→ Written problem: Rewrite every line of the rows below as a Markdown table with two columns, Number and Line, numbering the lines in order and skipping any blank ones. Leave the pictures out of the table.

→ Provided records:

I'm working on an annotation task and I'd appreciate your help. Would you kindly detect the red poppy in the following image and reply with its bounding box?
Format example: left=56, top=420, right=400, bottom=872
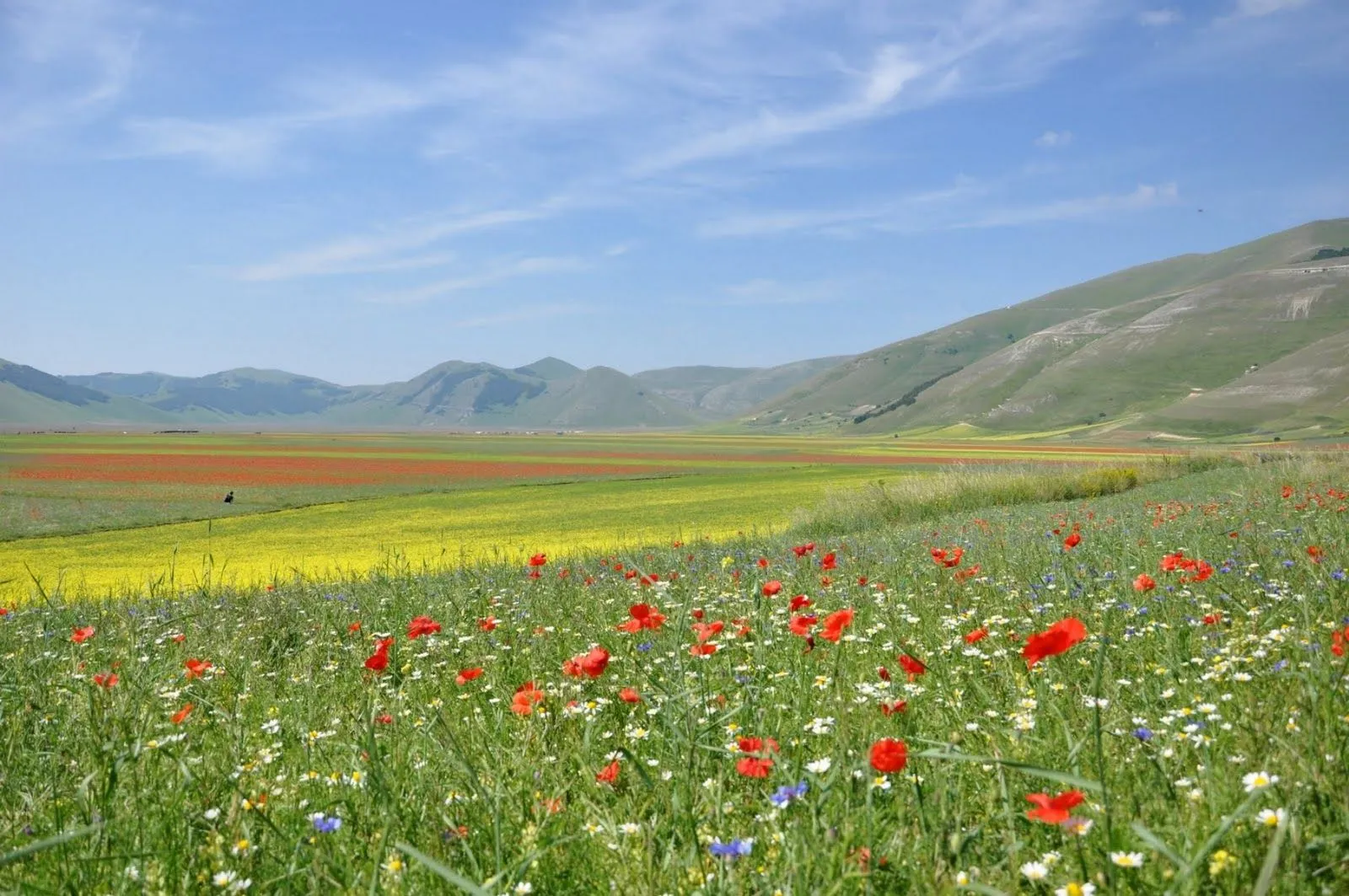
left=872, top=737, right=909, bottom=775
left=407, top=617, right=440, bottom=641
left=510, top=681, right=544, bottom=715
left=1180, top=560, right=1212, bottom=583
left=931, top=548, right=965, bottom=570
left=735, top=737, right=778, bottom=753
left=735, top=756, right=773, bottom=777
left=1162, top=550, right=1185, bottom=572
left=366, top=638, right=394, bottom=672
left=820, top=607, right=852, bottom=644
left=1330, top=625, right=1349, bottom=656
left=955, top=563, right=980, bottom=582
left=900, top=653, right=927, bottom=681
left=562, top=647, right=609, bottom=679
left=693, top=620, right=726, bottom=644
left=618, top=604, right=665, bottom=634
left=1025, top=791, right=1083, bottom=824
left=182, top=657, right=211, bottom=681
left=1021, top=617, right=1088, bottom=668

→ Solution to this problem:
| Number | Line |
|---|---|
| 1 | I'm working on an annotation task and I'd appreciate your help. Would you kindly detect the red poppy in the following image and reply with its bounding box? |
| 2 | Format example: left=56, top=420, right=400, bottom=872 |
| 3 | left=872, top=737, right=909, bottom=775 |
| 4 | left=407, top=617, right=440, bottom=641 |
| 5 | left=510, top=681, right=544, bottom=715 |
| 6 | left=1180, top=560, right=1212, bottom=583 |
| 7 | left=931, top=548, right=965, bottom=570 |
| 8 | left=735, top=737, right=778, bottom=753 |
| 9 | left=735, top=756, right=773, bottom=777 |
| 10 | left=1162, top=550, right=1185, bottom=572 |
| 11 | left=366, top=638, right=394, bottom=672 |
| 12 | left=820, top=607, right=852, bottom=644 |
| 13 | left=1330, top=625, right=1349, bottom=656 |
| 14 | left=955, top=563, right=980, bottom=582 |
| 15 | left=900, top=653, right=927, bottom=681 |
| 16 | left=562, top=647, right=609, bottom=679 |
| 17 | left=693, top=620, right=726, bottom=644 |
| 18 | left=618, top=604, right=665, bottom=634 |
| 19 | left=1025, top=791, right=1083, bottom=824 |
| 20 | left=182, top=657, right=211, bottom=681 |
| 21 | left=1021, top=617, right=1088, bottom=668 |